• **What needs to be done**: Retype all the data word for word.

[Collected data]
*** Begin section ***

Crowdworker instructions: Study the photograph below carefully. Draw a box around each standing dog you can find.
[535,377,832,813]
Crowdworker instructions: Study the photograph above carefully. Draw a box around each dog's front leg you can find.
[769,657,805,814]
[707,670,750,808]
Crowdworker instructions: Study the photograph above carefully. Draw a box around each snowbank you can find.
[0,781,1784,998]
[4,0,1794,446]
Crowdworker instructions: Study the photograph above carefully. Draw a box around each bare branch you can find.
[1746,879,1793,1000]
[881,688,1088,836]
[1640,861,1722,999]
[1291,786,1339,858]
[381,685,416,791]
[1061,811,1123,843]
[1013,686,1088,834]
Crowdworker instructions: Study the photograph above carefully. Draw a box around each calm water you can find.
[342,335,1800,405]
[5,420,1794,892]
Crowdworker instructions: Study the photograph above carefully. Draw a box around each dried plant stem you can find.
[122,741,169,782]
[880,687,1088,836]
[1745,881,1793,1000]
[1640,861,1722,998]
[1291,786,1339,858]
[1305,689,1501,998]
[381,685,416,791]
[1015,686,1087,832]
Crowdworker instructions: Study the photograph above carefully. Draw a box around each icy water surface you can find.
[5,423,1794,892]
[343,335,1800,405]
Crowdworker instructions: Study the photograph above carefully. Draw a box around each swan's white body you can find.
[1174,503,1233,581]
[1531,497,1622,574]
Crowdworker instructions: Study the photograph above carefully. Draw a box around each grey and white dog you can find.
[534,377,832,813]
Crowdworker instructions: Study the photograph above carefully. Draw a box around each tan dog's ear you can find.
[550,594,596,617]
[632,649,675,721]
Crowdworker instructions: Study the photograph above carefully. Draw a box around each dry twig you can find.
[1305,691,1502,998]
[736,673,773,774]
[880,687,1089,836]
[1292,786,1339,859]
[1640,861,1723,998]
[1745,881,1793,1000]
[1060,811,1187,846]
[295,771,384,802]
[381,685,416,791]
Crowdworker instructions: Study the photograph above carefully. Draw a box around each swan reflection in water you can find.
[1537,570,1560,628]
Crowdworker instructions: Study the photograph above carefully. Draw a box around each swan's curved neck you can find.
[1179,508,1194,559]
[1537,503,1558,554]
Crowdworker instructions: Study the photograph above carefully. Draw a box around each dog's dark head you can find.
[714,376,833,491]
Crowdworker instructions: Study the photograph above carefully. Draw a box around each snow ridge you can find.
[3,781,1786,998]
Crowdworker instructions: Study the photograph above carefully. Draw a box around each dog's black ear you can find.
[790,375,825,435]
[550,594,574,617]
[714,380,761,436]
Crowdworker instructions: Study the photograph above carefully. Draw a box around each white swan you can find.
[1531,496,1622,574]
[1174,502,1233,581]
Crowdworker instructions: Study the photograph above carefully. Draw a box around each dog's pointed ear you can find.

*** End section ***

• **Finished task**:
Crowdworker instructions: Study the photograph below carefully. Draw a box around each standing dog you can find.
[535,377,832,813]
Crowdworker instructions: Study the photograph above carefully. Draw a box around each dog's front leg you can find.
[769,657,805,814]
[707,670,750,808]
Crowdworker instructions: Study the photograph above carefully. Draw a box around each snowbank you can find.
[0,781,1784,998]
[4,0,1794,446]
Crowdworker instructions: Study the photograph above carefully. Draw a box around each bare branch you can find.
[1746,879,1793,1000]
[881,688,1088,836]
[1640,861,1722,999]
[1291,786,1339,858]
[381,685,416,791]
[1061,811,1123,843]
[1013,686,1088,834]
Crowdworker instructions: Study the photograph above carefully. Draw a box around each calm water you can find.
[342,335,1800,405]
[5,420,1794,892]
Crowdworker instructions: Study the photograph above carefully. Draw a box around each dried plant stem you can find.
[122,741,169,782]
[880,687,1088,836]
[1745,881,1793,1000]
[1640,861,1722,998]
[1291,786,1339,858]
[1305,689,1501,998]
[381,685,416,791]
[1015,686,1087,832]
Crowdworker instructions: Study the photograph above carefully. Draw a box around each icy water surface you can find.
[5,423,1794,892]
[343,335,1800,405]
Crowdworker instructions: Study the photograph above carefully. Draw a box around each swan's white body you can find.
[1174,503,1233,581]
[1531,497,1622,574]
Crowdworker instructions: Study the photograph above carefully. Draw a box around each grey and white dog you can find.
[534,377,832,813]
Crowdworker instructions: Study the photograph above carefully. Draw a box around each tan dog's ear you can find.
[550,594,596,617]
[632,649,675,721]
Crowdworker instructions: Study the photograph above carefully. Draw a box around each dry twig you can find.
[1305,691,1502,998]
[736,673,773,774]
[880,687,1089,836]
[1292,786,1339,859]
[1640,861,1723,998]
[1745,881,1793,1000]
[1060,811,1187,846]
[295,771,384,802]
[381,685,416,791]
Crowdworker instructions: Study the photograph above carefully. Draw a box around each swan reflection in water you can find.
[1537,570,1560,628]
Crowdworker instructions: Study the photograph above carefully. Draw a box around each swan's curved neck you can find.
[1179,508,1194,559]
[1537,503,1558,554]
Crowdworker instructions: Study the photograph above carefully. Draw a box around each dog's dark head you can find.
[714,376,833,491]
Crowdworker instructions: Study the photograph above carefully. Draw a box around each snow ridge you can find.
[3,781,1786,998]
Crowdworker instructions: Study the photograph above carefully. Draw a box around each dog's black ear you can find.
[790,375,825,435]
[550,594,574,617]
[714,380,761,436]
Crowdworker instructions: Study the photograph above carefully. Draw a box around each white swan you can find.
[1531,496,1622,574]
[1174,502,1233,581]
Crowdworker instructions: Study the photograph above carefully. Draw a box around each dog's pointed ear you can find.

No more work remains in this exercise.